WHAT TO WORK ON
Report every line in the rows below that contains the word "truss", copying each of those lines in full.

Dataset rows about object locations
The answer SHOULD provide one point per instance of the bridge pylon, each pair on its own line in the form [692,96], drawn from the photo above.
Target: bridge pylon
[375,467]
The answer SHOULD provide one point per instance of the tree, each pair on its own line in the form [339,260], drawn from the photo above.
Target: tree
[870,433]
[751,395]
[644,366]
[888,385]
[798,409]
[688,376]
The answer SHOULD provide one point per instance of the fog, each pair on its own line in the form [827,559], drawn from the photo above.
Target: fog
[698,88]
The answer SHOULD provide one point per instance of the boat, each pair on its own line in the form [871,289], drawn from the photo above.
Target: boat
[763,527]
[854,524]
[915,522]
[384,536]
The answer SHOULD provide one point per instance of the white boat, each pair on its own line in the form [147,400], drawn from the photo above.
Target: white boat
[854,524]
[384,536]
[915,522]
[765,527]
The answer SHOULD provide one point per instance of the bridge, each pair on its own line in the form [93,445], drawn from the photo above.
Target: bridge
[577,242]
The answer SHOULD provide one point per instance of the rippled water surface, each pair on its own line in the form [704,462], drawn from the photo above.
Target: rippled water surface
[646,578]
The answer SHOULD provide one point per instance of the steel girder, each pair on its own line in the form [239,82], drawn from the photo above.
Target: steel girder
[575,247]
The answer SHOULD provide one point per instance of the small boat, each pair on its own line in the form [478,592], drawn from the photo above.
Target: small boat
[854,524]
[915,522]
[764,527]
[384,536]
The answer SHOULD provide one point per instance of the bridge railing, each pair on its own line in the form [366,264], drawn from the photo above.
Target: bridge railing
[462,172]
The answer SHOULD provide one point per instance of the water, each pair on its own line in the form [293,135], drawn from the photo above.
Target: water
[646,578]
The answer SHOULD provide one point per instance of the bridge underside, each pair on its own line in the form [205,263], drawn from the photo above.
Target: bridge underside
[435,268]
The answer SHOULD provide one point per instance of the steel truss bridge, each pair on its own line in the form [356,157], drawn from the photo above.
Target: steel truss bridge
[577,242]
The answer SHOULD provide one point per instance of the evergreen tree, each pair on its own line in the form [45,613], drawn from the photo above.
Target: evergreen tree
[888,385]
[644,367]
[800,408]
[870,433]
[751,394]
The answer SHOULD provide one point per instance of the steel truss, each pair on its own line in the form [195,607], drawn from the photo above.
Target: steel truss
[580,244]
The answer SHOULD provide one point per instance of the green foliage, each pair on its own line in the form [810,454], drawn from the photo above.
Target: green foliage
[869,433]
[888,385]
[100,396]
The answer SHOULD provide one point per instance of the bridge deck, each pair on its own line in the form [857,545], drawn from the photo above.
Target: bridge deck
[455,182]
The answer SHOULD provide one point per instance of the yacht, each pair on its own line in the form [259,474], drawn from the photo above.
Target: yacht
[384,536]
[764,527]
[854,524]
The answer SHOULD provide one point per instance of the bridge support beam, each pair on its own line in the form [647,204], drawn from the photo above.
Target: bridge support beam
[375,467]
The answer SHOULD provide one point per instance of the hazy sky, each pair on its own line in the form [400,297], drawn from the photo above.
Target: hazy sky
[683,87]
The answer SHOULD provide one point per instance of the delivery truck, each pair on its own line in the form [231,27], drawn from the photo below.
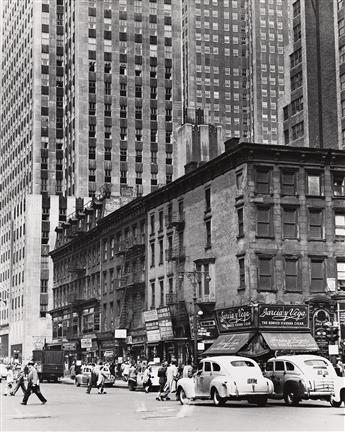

COMPLETE RESPONSE
The answer SHOULD provide one point per instance of the steel truss bridge, each pair on its own line in the form [356,157], drawn from the photo above.
Target: steel truss bridge
The answer SHOULD provide one point per instance of the steel truss, each pair on its own line in the form [195,607], drawn from the photo above.
Target: steel truss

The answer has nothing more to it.